| STATED TASK |
Pull out every line of the records that contains the word "front", and copy each one in full. Case counts.

| INPUT FOR THIS TASK |
◆ ◆ ◆ ◆

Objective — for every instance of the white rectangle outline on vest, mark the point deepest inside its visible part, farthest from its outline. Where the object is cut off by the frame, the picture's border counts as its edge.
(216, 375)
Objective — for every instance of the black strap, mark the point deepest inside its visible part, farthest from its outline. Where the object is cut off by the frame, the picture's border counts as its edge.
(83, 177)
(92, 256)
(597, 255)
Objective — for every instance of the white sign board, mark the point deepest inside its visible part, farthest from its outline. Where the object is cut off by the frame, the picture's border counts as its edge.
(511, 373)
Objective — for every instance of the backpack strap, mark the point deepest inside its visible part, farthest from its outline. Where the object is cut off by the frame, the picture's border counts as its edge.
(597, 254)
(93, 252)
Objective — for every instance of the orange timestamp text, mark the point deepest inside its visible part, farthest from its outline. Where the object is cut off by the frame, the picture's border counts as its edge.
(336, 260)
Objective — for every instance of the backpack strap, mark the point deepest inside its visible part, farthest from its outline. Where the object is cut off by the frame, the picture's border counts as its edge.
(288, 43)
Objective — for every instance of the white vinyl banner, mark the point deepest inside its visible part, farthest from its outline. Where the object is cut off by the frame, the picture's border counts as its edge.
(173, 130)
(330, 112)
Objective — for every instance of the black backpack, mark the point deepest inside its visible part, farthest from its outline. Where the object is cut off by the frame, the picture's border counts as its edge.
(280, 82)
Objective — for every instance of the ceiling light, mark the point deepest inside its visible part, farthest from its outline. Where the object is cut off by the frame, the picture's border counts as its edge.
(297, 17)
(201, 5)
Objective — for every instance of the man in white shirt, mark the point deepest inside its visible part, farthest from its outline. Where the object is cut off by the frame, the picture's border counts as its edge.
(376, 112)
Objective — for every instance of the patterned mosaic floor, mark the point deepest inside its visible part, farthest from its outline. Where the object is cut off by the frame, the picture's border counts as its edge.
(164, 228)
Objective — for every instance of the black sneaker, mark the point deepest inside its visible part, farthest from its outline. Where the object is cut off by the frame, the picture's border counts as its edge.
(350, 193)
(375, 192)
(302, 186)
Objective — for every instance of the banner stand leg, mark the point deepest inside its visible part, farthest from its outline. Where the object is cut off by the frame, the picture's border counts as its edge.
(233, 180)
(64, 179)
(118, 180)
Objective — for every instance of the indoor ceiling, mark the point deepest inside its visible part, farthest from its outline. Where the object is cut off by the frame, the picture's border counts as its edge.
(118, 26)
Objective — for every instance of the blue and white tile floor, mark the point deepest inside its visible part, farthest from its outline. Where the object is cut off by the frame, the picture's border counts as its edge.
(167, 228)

◆ ◆ ◆ ◆

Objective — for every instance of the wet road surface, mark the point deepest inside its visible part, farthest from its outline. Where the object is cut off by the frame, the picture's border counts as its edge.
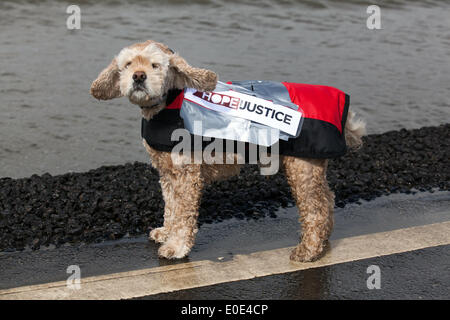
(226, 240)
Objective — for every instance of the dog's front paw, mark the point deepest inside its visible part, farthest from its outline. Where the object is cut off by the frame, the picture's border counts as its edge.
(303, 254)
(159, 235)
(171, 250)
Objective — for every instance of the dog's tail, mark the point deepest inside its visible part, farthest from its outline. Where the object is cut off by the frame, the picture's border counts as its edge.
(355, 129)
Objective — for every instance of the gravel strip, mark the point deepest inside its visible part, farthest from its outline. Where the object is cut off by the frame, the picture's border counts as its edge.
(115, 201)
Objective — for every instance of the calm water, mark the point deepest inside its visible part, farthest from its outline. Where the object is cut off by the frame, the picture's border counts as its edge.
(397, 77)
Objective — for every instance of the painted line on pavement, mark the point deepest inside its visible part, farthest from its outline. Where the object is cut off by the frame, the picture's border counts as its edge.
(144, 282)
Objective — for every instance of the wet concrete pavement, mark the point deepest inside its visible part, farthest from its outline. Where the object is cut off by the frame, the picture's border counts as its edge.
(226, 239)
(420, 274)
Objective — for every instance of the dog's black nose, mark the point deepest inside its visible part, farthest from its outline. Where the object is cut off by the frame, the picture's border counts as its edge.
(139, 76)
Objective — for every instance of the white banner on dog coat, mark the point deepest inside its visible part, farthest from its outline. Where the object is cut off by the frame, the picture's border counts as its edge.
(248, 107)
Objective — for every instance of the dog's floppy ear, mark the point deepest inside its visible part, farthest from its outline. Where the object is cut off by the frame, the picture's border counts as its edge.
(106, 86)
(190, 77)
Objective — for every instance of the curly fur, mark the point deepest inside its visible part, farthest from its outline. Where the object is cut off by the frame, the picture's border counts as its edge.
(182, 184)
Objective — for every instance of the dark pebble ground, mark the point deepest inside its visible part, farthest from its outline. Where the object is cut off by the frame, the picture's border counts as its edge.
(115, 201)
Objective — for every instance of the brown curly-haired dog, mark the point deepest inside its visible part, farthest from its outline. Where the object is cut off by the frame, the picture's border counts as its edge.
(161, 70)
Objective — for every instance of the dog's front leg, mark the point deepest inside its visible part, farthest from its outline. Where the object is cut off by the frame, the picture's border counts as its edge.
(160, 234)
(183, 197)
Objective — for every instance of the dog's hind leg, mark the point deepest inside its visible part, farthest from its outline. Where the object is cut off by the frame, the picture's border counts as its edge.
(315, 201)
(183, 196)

◆ ◆ ◆ ◆

| WORKED ANSWER |
Objective — for every instance of the dog's front paw, mark the point deepest inside its visible part, farthest from its outline. Where the object is cut off by the frame, the picture's border counts as its edge.
Objective — for every instance of the dog's front leg, mark the point deepest inside its visible part, farthest from its outline. Where the object is cut off by the frame, the picture's border counts as its edge.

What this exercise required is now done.